— start of Extracted text —

Sorting with Batches

Multi-Column Sort Keys

Goal: Sort batch by multiple ORDER BY clauses with NULLS placement.

Algorithm (src/sql/executor/ordering.rs::sort_batch_in_memory):

Input: ORDER BY age DESC NULLS LAST, name ASC
       batch with columns [age: Int64, name: Text]

Step 1: Build sort keys for each row
  keys ← Vec::with_capacity(batch.num_rows)

  for row_idx in 0..batch.num_rows {
    key ← OrderKey {
      values: [
        evaluate_expr(&age_expr, row_idx, batch),   // ScalarValue::Int(25)
        evaluate_expr(&name_expr, row_idx, batch),  // ScalarValue::Text("Alice")
      ]
    }
    keys.push((key, row_idx))
  }

Step 2: Sort with custom comparator
  keys.sort_unstable_by(|(left_key, _), (right_key, _)| {
    compare_order_keys(left_key, right_key, order_clauses)
  })

— end of Extracted text —

= Given instruction a =
Print the sorting text in full, word for word.
The text and the rows come from unrelated sources.

— start of Data listing —

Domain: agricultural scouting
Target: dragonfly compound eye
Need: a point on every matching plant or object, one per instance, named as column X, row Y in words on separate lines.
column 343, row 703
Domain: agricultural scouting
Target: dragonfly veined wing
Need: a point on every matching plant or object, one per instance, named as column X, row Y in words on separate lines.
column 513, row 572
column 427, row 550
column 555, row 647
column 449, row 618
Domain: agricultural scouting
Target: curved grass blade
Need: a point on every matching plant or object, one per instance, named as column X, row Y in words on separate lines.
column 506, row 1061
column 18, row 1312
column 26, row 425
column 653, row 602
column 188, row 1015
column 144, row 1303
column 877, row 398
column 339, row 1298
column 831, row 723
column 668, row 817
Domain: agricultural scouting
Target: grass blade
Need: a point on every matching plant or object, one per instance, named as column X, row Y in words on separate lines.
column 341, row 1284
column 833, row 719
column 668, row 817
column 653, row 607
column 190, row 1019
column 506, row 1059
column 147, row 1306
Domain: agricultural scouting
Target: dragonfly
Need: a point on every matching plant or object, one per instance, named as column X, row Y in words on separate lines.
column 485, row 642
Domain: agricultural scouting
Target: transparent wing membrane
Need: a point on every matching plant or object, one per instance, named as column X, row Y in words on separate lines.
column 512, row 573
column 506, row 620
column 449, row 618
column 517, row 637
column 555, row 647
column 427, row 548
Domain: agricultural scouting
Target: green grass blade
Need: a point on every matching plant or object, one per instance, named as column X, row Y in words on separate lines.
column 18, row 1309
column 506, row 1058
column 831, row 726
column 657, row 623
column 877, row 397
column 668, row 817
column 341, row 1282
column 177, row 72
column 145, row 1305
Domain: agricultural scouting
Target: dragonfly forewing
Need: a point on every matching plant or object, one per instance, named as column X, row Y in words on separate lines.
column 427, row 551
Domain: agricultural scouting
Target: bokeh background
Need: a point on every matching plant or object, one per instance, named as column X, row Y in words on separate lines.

— end of Data listing —

= Given instruction b =
Count how many lines in the rows contain the string "dragonfly", and reply with the number alone.

= Task result a =
Sorting with Batches

Multi-Column Sort Keys

Goal: Sort batch by multiple ORDER BY clauses with NULLS placement.

Algorithm (src/sql/executor/ordering.rs::sort_batch_in_memory):

Input: ORDER BY age DESC NULLS LAST, name ASC
       batch with columns [age: Int64, name: Text]

Step 1: Build sort keys for each row
  keys ← Vec::with_capacity(batch.num_rows)

  for row_idx in 0..batch.num_rows {
    key ← OrderKey {
      values: [
        evaluate_expr(&age_expr, row_idx, batch),   // ScalarValue::Int(25)
        evaluate_expr(&name_expr, row_idx, batch),  // ScalarValue::Text("Alice")
      ]
    }
    keys.push((key, row_idx))
  }

Step 2: Sort with custom comparator
  keys.sort_unstable_by(|(left_key, _), (right_key, _)| {
    compare_order_keys(left_key, right_key, order_clauses)
  })

= Task result b =
4